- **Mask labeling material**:
_ _ _ _

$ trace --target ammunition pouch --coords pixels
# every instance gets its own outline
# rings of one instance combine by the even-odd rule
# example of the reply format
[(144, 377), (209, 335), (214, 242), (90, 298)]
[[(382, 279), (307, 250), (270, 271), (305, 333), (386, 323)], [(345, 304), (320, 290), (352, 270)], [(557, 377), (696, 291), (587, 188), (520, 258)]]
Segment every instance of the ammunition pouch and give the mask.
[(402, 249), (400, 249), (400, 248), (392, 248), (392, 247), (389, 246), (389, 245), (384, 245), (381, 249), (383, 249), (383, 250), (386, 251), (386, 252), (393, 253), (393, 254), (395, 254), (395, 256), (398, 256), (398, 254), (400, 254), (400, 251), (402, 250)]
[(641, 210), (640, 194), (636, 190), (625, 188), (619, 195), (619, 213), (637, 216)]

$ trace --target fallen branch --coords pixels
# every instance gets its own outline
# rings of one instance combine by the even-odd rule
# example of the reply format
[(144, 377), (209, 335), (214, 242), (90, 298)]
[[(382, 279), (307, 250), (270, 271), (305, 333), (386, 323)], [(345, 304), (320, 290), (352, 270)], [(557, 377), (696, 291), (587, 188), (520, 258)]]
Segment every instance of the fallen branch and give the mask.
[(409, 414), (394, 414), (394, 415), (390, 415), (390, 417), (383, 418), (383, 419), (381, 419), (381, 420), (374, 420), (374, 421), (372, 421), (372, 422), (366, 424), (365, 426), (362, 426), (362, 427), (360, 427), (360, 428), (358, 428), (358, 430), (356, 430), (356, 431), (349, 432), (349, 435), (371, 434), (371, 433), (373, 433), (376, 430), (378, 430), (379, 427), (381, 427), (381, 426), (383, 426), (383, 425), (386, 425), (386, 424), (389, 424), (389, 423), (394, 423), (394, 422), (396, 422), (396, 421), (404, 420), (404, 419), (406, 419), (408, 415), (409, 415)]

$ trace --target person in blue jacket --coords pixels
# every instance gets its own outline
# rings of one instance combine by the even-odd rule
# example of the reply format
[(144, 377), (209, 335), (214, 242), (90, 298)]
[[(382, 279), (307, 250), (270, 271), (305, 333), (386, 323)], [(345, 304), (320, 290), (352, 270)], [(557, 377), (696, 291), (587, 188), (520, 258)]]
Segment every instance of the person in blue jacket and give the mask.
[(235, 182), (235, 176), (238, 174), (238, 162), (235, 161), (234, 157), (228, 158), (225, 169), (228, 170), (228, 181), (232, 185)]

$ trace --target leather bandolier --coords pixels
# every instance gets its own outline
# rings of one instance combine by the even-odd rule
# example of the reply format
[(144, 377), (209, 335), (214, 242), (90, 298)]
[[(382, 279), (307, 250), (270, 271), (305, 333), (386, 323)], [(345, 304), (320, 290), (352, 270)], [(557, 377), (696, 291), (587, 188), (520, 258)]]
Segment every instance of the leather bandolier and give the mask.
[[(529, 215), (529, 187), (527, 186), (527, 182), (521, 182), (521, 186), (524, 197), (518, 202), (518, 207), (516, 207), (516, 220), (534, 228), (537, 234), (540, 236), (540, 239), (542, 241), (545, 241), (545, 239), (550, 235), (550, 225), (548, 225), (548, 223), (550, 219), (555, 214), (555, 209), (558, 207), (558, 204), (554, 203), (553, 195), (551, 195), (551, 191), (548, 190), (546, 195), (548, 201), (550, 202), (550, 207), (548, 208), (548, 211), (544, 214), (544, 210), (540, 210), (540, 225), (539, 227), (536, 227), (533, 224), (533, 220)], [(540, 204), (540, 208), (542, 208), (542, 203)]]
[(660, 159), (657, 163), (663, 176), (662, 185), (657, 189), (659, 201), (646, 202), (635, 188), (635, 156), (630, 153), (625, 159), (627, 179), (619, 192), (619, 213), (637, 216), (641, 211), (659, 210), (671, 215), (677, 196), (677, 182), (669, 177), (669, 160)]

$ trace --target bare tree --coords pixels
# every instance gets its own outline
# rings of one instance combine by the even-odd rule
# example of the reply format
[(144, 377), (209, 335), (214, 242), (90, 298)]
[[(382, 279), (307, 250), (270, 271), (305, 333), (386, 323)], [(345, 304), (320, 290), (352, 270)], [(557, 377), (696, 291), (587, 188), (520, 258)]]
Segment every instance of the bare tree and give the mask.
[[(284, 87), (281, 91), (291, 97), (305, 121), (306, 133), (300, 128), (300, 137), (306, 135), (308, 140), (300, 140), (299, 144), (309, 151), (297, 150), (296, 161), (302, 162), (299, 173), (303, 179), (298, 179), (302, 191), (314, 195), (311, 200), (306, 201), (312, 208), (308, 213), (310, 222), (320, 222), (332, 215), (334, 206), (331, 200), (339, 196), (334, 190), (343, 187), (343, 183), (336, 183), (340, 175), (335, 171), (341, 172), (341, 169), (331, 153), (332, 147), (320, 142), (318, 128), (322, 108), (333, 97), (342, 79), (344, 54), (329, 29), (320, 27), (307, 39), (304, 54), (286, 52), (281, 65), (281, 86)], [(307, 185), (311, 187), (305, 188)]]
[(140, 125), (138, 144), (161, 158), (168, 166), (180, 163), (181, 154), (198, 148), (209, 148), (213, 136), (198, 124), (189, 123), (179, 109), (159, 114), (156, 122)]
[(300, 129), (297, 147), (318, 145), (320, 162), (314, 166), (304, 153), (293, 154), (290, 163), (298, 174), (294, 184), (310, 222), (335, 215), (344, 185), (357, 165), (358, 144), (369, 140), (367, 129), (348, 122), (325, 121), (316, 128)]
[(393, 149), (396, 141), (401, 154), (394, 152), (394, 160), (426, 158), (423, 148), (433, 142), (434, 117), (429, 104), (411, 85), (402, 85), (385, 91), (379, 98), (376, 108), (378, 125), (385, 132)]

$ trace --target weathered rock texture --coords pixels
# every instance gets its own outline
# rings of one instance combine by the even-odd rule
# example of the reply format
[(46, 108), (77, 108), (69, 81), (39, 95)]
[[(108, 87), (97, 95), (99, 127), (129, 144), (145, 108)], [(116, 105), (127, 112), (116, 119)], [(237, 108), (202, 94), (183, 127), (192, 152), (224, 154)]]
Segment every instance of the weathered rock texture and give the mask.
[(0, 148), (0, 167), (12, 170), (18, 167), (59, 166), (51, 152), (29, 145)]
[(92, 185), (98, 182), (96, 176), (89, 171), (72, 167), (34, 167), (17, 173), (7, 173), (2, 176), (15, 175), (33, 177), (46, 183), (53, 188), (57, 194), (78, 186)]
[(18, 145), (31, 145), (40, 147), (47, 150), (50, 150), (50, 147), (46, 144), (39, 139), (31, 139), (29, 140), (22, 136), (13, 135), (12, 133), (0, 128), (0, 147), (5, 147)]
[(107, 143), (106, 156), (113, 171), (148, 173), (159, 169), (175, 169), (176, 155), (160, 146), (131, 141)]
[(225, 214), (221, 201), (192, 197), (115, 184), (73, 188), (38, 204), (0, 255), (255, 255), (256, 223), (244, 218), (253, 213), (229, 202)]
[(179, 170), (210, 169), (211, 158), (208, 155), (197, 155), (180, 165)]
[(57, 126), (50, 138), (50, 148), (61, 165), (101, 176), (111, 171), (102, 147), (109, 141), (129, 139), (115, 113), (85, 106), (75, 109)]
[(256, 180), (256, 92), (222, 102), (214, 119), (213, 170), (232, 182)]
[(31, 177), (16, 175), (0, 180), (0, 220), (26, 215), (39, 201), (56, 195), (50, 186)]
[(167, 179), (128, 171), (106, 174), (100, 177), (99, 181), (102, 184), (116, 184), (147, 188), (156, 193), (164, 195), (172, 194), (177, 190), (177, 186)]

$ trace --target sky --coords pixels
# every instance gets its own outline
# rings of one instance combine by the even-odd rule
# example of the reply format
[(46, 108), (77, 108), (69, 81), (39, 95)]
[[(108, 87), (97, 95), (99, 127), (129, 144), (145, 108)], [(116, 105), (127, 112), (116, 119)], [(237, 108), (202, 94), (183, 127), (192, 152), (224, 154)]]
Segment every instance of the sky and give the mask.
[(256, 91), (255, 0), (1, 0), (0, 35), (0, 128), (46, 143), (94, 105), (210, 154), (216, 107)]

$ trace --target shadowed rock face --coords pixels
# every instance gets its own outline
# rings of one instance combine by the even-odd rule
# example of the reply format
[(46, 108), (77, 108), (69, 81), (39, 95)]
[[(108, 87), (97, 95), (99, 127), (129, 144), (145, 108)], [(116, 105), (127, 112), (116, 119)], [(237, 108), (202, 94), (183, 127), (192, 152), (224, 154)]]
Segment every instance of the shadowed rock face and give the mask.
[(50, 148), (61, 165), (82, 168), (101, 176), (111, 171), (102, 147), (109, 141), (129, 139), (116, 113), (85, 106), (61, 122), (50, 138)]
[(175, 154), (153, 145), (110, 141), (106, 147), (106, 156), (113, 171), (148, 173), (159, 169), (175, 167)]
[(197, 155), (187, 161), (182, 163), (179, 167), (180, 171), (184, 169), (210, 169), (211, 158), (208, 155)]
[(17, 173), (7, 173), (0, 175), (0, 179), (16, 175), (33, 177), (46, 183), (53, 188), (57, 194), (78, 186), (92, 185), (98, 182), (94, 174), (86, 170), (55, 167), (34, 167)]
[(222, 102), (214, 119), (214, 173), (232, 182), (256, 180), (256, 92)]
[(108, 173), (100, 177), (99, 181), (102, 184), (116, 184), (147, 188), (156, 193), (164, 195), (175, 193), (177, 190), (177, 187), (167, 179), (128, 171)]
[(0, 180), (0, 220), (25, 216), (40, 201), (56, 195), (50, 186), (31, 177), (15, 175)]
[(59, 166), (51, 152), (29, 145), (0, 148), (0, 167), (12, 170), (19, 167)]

_ _ _ _

- **Exercise objective**:
Can you retype the material from the line containing "tree --coords pixels" up to and including the line containing "125), (385, 132)]"?

- **The solution**:
$ trace --target bare tree --coords pixels
# every instance gets its own outline
# rings of one instance combine by the even-odd rule
# example of the reply format
[(144, 377), (209, 335), (214, 242), (90, 298)]
[[(382, 279), (307, 250), (270, 271), (305, 333), (386, 323)], [(345, 304), (320, 290), (352, 270)], [(557, 377), (696, 291), (587, 188), (520, 258)]]
Segment every instance of the bare tree and give the mask.
[[(284, 87), (281, 91), (291, 97), (305, 121), (306, 133), (300, 128), (300, 137), (306, 135), (308, 140), (300, 140), (299, 144), (309, 151), (297, 150), (296, 161), (302, 162), (299, 173), (303, 179), (298, 179), (302, 191), (314, 195), (311, 200), (306, 201), (312, 208), (308, 213), (310, 222), (320, 222), (332, 215), (334, 206), (331, 200), (339, 196), (334, 190), (343, 187), (343, 183), (336, 183), (340, 175), (335, 171), (341, 172), (341, 169), (331, 153), (332, 147), (320, 142), (318, 128), (322, 108), (333, 97), (342, 79), (344, 54), (329, 29), (320, 27), (307, 39), (304, 54), (286, 52), (281, 65), (281, 86)], [(307, 185), (311, 187), (305, 188)]]
[(140, 125), (138, 144), (161, 158), (168, 166), (180, 163), (181, 154), (198, 148), (209, 148), (213, 136), (198, 124), (189, 123), (179, 109), (159, 114), (156, 122)]
[(300, 129), (297, 147), (318, 145), (320, 162), (314, 166), (304, 153), (293, 154), (290, 163), (298, 174), (294, 184), (310, 222), (335, 215), (344, 185), (357, 165), (358, 144), (369, 140), (367, 129), (348, 122), (325, 121), (316, 128)]
[(393, 149), (396, 141), (401, 154), (394, 152), (394, 160), (426, 158), (423, 148), (433, 142), (434, 117), (429, 104), (411, 85), (402, 85), (385, 91), (379, 98), (376, 108), (378, 125), (385, 132)]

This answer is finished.